What the exercise asks:
Return every line of the records that contains the word "white".

- - -

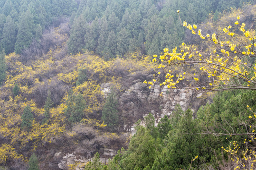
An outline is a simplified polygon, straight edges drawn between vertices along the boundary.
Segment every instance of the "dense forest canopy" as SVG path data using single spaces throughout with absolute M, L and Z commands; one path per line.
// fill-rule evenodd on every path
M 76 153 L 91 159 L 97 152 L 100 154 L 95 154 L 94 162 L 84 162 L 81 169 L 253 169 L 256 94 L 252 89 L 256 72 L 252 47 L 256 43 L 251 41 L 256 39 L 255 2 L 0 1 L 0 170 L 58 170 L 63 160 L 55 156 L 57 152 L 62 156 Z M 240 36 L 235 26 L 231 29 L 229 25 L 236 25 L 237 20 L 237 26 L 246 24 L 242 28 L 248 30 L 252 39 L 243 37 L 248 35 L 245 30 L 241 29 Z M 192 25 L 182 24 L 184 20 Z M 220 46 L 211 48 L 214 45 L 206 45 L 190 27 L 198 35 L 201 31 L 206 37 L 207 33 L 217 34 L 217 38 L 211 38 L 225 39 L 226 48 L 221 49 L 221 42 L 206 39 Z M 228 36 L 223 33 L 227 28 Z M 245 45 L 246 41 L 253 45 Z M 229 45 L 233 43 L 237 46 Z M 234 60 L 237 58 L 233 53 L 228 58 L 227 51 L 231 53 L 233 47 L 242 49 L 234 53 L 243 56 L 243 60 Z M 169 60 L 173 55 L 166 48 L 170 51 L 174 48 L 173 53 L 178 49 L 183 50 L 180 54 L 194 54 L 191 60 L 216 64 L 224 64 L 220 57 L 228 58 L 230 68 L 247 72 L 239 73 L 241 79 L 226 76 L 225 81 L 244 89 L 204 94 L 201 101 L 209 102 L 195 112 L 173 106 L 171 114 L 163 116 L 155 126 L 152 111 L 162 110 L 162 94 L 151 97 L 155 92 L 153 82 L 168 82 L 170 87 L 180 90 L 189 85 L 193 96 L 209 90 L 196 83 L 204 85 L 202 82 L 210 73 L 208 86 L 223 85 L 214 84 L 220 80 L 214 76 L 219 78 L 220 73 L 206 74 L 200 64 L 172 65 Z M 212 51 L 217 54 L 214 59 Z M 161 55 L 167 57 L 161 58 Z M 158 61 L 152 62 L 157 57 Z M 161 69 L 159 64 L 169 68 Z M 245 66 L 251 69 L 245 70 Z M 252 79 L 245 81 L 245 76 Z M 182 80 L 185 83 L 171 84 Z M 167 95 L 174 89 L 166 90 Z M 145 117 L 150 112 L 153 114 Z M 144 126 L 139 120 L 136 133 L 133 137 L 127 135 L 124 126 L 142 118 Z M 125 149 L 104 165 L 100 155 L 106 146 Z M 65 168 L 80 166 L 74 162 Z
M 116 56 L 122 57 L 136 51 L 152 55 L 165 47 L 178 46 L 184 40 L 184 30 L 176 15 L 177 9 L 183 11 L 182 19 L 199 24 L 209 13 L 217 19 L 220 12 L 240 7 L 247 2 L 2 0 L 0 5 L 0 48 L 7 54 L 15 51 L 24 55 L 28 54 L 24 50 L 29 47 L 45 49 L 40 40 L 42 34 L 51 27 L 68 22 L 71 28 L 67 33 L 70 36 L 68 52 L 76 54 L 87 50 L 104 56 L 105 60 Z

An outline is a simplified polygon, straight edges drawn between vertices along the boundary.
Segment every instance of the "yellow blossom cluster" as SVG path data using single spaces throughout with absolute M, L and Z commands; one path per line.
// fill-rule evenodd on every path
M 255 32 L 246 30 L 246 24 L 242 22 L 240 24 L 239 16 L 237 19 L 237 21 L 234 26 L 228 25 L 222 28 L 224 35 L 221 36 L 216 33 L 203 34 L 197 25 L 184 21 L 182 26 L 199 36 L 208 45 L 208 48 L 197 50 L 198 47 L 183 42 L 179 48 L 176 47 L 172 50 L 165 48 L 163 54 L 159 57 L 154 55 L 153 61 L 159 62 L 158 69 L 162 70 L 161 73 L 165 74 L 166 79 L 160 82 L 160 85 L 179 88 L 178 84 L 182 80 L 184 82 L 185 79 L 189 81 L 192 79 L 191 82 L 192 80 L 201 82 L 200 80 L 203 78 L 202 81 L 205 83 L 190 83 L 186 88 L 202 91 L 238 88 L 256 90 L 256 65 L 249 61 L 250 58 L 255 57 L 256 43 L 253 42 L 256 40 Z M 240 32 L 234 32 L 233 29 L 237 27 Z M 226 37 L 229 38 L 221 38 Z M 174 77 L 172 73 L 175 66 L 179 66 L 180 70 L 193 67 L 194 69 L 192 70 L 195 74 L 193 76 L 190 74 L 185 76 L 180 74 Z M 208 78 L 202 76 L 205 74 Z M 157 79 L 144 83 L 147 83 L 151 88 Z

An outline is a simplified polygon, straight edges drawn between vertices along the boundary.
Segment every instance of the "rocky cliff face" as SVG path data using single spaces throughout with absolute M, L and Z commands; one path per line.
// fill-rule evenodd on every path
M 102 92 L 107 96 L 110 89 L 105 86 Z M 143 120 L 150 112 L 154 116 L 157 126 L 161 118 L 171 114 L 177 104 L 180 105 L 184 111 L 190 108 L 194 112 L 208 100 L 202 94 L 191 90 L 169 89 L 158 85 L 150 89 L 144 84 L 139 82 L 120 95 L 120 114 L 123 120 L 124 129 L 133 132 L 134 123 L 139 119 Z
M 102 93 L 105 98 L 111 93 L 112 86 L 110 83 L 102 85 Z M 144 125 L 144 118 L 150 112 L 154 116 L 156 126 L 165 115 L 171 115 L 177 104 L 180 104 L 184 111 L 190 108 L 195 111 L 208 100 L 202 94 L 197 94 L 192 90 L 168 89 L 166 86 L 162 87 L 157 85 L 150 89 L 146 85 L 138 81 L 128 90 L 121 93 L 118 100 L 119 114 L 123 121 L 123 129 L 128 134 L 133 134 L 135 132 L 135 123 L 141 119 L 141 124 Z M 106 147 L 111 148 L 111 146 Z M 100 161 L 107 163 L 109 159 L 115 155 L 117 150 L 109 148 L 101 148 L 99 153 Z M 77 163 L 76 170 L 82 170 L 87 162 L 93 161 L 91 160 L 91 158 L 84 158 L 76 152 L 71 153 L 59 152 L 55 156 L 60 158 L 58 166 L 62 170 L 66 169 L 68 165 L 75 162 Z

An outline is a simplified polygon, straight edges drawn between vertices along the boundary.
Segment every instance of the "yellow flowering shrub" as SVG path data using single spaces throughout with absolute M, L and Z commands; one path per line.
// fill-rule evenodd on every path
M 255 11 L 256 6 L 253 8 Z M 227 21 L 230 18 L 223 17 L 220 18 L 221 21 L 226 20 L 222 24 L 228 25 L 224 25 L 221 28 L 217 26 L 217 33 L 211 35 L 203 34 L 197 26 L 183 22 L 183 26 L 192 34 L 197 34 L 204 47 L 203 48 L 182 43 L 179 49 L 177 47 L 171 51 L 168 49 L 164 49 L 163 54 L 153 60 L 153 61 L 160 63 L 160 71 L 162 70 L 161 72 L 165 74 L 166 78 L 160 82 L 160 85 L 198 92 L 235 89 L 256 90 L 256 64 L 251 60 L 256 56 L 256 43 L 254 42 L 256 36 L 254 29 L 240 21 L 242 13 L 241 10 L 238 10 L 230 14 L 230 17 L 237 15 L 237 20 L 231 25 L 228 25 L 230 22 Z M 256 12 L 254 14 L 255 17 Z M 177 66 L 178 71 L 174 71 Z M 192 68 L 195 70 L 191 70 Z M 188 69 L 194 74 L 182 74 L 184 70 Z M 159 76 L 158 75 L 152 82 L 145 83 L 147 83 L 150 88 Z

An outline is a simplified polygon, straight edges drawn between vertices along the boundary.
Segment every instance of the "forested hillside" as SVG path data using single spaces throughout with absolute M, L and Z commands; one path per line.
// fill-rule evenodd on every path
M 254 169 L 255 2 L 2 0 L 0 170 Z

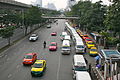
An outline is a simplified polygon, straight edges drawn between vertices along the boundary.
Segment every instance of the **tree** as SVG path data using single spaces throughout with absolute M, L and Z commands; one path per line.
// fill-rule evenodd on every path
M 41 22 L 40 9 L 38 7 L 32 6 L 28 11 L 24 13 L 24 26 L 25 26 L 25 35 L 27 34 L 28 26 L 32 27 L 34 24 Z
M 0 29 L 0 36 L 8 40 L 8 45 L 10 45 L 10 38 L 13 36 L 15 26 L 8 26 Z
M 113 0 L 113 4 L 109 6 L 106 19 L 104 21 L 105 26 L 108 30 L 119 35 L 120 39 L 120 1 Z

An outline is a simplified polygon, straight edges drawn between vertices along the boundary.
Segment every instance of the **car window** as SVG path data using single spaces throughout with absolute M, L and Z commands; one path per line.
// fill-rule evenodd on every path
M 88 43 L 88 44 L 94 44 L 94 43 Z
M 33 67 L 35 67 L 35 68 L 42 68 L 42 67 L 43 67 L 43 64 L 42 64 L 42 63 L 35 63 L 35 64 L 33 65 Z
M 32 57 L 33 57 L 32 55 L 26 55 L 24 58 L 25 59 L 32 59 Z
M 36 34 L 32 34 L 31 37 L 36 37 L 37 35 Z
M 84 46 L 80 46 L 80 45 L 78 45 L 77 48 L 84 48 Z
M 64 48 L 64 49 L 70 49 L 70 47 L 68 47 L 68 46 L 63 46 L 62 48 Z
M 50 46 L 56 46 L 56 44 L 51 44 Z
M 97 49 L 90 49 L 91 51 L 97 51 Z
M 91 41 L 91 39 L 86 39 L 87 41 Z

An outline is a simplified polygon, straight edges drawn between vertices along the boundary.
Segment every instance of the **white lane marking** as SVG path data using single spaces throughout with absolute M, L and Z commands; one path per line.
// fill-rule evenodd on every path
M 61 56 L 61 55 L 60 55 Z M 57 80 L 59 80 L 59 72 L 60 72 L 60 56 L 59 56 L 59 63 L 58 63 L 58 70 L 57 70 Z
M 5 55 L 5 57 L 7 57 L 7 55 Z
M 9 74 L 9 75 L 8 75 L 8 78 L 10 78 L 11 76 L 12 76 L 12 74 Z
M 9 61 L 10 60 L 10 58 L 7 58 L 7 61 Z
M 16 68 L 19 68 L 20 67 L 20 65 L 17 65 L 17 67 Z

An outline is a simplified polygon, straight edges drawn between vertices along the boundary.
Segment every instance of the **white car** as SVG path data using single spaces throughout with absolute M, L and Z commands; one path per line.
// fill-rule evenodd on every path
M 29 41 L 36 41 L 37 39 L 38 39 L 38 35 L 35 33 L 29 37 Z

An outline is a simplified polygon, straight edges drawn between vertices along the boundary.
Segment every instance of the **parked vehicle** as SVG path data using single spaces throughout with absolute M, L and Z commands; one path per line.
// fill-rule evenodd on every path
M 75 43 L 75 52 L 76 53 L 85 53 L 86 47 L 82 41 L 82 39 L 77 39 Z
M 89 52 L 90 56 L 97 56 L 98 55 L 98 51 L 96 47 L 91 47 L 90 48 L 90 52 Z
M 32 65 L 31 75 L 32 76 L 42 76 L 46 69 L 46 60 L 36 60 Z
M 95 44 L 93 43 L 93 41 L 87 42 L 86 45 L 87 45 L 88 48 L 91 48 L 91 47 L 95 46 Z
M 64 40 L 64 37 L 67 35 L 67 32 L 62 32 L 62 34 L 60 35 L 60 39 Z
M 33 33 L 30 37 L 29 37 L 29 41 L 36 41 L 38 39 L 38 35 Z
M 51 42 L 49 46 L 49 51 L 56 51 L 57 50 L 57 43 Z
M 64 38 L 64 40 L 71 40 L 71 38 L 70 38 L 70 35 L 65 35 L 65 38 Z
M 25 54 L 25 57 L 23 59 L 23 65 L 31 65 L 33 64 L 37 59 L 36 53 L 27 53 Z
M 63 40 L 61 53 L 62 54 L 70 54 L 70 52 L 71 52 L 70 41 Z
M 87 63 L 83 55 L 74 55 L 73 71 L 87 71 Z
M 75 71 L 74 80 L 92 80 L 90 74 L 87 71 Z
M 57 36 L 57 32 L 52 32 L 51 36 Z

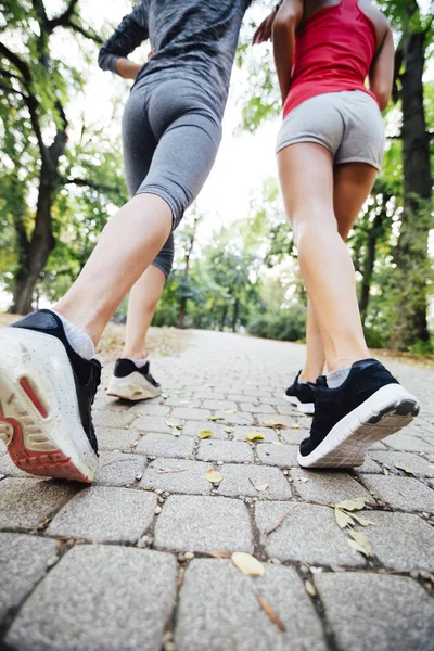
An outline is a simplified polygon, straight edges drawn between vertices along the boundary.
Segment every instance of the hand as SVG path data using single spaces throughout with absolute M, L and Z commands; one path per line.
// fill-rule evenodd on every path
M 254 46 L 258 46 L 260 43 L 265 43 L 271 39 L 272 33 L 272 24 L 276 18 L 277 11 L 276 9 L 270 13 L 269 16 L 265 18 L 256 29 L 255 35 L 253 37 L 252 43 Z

- - -

Written answer:
Segment every instance of the **white lane marking** as SVG path data using single spaces throughout with absolute M, L and Z commands; one path per line.
Segment every instance of the **white car** as SVG path data using single spaces throughout with absolute M, L and Z commands; one path per line.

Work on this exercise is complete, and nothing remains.